Document text:

Oct 31 2012
By Piriya Mahendra, medwireNews Reporter
Regional anesthesia, compared with general anesthesia, reduces the need for blood transfusions in patients undergoing bilateral total knee replacement, research suggests.
Neuraxial anesthesia (a type of regional anesthesia) was administered to 6.8% of 15,687 patients who underwent bilateral total knee replacement. In addition, 80.1% of patients received general anesthesia, and 13.1% received a combination of regional and general anesthesia.
Stavros Memtsoudis (Hospital for Special Surgery, New York, USA) and team found that patients who received neuraxial anesthesia were significantly less likely to receive a blood transfusion than those who received general anesthesia or a combination of both, at 28.5% versus 44.7% and 38.0%, respectively.
They also identified a trend toward a reduction in major complications including pulmonary embolism and mechanical ventilation with the use of neuraxial anesthesia compared with general and combination anesthesia, but this was not statistically significant.

Work order 1: According to the anesthesia article, what percentage of the patients received general anesthesia?
Work order 2: Reproduce the stretch of the anesthesia article from "Neuraxial anesthesia (a" through "and general anesthesia.".

Localization data with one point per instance:
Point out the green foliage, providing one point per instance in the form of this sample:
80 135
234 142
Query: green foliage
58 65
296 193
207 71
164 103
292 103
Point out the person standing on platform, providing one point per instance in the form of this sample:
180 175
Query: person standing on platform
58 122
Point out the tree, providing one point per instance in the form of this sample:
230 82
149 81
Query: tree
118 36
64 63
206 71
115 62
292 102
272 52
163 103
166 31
...
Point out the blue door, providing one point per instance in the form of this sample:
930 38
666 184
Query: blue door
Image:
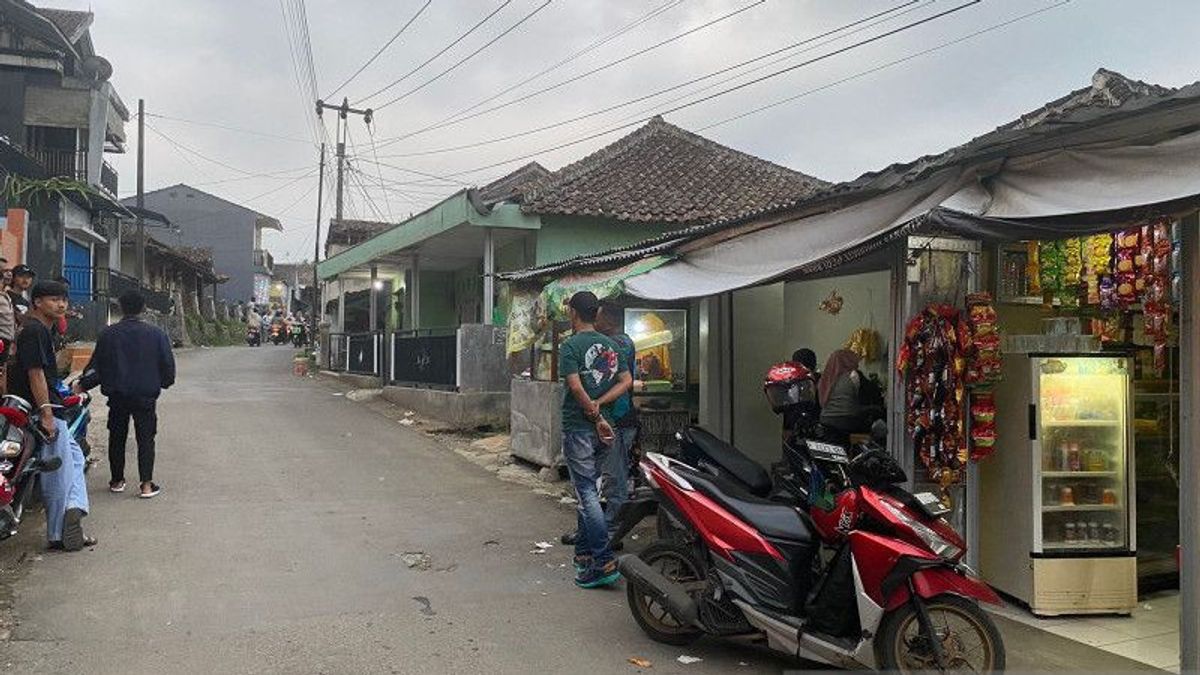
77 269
---
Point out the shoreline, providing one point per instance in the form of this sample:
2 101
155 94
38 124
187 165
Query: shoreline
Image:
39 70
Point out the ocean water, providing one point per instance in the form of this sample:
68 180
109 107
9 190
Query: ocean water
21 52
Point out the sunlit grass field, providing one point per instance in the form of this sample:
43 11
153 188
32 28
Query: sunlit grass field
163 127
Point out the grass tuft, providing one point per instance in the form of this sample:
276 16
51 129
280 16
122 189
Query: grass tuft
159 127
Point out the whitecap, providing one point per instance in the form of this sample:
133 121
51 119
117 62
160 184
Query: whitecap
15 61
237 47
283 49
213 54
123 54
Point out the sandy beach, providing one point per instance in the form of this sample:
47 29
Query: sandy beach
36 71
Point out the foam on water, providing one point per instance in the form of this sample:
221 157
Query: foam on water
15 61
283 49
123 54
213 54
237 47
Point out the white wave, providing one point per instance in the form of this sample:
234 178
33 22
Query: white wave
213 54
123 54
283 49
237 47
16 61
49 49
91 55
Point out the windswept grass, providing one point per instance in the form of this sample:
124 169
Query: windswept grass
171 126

Exercise result 1: 80.1% of the patients received general anesthesia.

Exercise result 2:
Neuraxial anesthesia (a type of regional anesthesia) was administered to 6.8% of 15,687 patients who underwent bilateral total knee replacement. In addition, 80.1% of patients received general anesthesia, and 13.1% received a combination of regional and general anesthesia.